**Directions**. What is needed is an exact copy of all the entries below.

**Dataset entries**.

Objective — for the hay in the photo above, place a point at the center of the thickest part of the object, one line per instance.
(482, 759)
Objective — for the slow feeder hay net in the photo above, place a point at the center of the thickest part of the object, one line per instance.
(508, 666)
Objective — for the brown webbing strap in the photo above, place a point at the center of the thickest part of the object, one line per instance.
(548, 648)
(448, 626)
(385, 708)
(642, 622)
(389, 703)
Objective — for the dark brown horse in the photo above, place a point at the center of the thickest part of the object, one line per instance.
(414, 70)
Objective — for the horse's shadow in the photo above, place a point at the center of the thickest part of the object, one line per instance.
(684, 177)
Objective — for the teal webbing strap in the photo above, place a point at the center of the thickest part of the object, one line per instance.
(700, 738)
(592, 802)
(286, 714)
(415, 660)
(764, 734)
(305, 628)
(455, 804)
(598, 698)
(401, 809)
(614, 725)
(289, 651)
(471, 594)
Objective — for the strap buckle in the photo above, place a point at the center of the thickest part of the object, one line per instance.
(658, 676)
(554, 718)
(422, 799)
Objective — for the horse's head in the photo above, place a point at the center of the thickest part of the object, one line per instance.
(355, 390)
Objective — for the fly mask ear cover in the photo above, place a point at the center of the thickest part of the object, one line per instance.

**Task result**.
Objective — for the hay in the photo above, place a point at the center of the thickest part of the object, one line per instance.
(482, 759)
Objective — for the slow feeder hay net in the photo above, place a point at the center of the thickest part of the object, one line per instance.
(508, 666)
Objective — for the brown webbing strap in the photo above, place a point at the center of the thickest part of the object, one line per instance.
(548, 648)
(448, 626)
(385, 708)
(642, 622)
(389, 703)
Objective — for the dark brown horse in the photo above, place a point at the center of the thickest part of the object, one line per instance.
(414, 70)
Objective — for the horse's shadow in the photo above, place a point at the center of the thickest part of the object, one line per instance.
(684, 177)
Objective — for the teal webbing strap in the photo above, place a point at the center of the thickest part of the object, one line per instance.
(700, 738)
(592, 802)
(286, 714)
(415, 660)
(764, 734)
(305, 628)
(455, 804)
(598, 698)
(401, 809)
(614, 725)
(289, 651)
(471, 594)
Objective — for the strap buckle in the photo above, place a point at the center of the thickest part of the object, one line per instance.
(658, 676)
(554, 718)
(422, 799)
Objective — for the horse's head in the photo above, place a point at the center of the thickest part of the object, one line per instance.
(355, 390)
Objective — for the fly mask ear cover in the photo above, place a point at the center of the thickest part of the object, one line per instance.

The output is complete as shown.